Action item: Would you please retype the records that follow, word for word?

*** Material supplied Section Begins ***

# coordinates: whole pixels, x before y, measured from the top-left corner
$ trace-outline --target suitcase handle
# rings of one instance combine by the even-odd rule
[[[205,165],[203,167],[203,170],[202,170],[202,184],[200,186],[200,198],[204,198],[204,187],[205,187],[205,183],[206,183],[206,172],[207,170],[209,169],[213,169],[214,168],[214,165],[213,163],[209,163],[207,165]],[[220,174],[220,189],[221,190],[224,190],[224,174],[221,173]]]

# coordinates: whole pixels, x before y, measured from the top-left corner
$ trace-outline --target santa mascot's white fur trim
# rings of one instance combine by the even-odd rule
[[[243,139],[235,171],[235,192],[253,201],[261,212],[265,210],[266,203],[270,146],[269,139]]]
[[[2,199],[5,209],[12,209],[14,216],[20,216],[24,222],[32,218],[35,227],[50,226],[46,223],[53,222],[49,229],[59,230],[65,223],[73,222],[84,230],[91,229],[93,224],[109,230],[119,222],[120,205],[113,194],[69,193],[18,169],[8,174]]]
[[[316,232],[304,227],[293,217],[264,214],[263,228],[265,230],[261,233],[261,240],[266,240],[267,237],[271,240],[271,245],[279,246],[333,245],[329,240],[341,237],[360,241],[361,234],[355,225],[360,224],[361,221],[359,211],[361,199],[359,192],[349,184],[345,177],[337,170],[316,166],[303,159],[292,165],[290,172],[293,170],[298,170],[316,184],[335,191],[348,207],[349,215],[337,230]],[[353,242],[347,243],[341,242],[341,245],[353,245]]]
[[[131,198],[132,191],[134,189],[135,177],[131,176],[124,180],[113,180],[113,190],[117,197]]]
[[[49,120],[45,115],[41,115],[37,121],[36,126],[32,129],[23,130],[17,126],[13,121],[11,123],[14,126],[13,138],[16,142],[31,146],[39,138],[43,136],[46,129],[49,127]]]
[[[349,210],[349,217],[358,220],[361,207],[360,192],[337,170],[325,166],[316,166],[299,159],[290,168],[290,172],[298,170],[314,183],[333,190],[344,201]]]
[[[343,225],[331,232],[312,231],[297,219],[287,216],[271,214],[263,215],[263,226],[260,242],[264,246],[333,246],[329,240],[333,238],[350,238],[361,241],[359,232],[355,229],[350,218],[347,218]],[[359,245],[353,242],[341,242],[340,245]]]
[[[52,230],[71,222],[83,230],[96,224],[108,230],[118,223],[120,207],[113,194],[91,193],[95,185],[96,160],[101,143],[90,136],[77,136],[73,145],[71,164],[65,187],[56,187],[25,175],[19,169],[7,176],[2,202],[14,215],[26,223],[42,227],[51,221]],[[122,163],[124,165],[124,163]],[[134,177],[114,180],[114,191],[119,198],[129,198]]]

*** Material supplied Section Ends ***

Exercise response:
# coordinates: whole pixels, x before y, measured from the top-left corner
$ trace-outline --target suitcase handle
# rings of one instance combine by the even-odd rule
[[[205,165],[203,167],[203,170],[202,170],[202,184],[200,186],[200,198],[204,198],[204,187],[205,187],[205,183],[206,183],[206,172],[207,170],[209,169],[213,169],[214,168],[214,165],[213,163],[209,163],[207,165]],[[220,174],[220,189],[221,190],[224,190],[224,174],[221,173]]]

# coordinates: whole pixels, x before y, measured from the top-left corner
$ trace-outline --target santa mascot's white fur trim
# rings of one instance combine by the even-odd rule
[[[243,139],[235,171],[235,192],[253,201],[261,212],[265,210],[266,203],[270,146],[269,139]]]
[[[2,199],[5,209],[12,209],[14,216],[20,216],[24,222],[32,218],[35,227],[50,226],[46,223],[53,222],[49,229],[59,230],[65,223],[73,222],[84,230],[91,229],[93,224],[109,230],[119,222],[120,205],[113,194],[69,193],[18,169],[8,174]]]
[[[316,232],[304,227],[293,217],[264,214],[263,228],[265,230],[261,233],[261,240],[266,240],[267,237],[271,240],[271,245],[279,246],[333,245],[329,240],[341,237],[360,241],[361,234],[355,225],[360,224],[361,221],[359,211],[361,199],[359,192],[349,184],[345,177],[337,170],[316,166],[303,159],[292,165],[290,172],[293,170],[298,170],[316,184],[335,191],[348,207],[349,215],[337,230]],[[353,242],[347,243],[341,242],[341,245],[353,245]]]
[[[131,198],[132,191],[134,189],[135,177],[131,176],[124,180],[113,180],[113,190],[117,197]]]
[[[49,120],[45,115],[41,115],[37,121],[36,126],[32,129],[23,130],[17,126],[13,121],[11,123],[14,126],[13,138],[16,142],[31,146],[39,138],[43,136],[46,129],[49,127]]]
[[[349,210],[349,217],[358,220],[361,207],[360,192],[337,170],[325,166],[316,166],[299,159],[290,168],[290,172],[298,170],[314,183],[333,190],[344,201]]]
[[[343,225],[331,232],[312,231],[297,219],[287,216],[271,214],[263,215],[263,226],[260,242],[264,246],[333,246],[329,240],[333,238],[350,238],[361,241],[359,232],[355,229],[350,218],[347,218]],[[359,245],[353,242],[341,242],[340,245]]]
[[[52,230],[71,222],[83,230],[96,224],[108,230],[118,223],[120,207],[113,194],[91,193],[95,185],[96,160],[101,143],[90,136],[77,136],[73,145],[71,164],[65,187],[56,187],[25,175],[19,169],[7,176],[2,202],[14,215],[26,223],[42,227],[51,221]],[[122,163],[124,165],[124,163]],[[134,177],[114,180],[114,191],[119,198],[129,198]]]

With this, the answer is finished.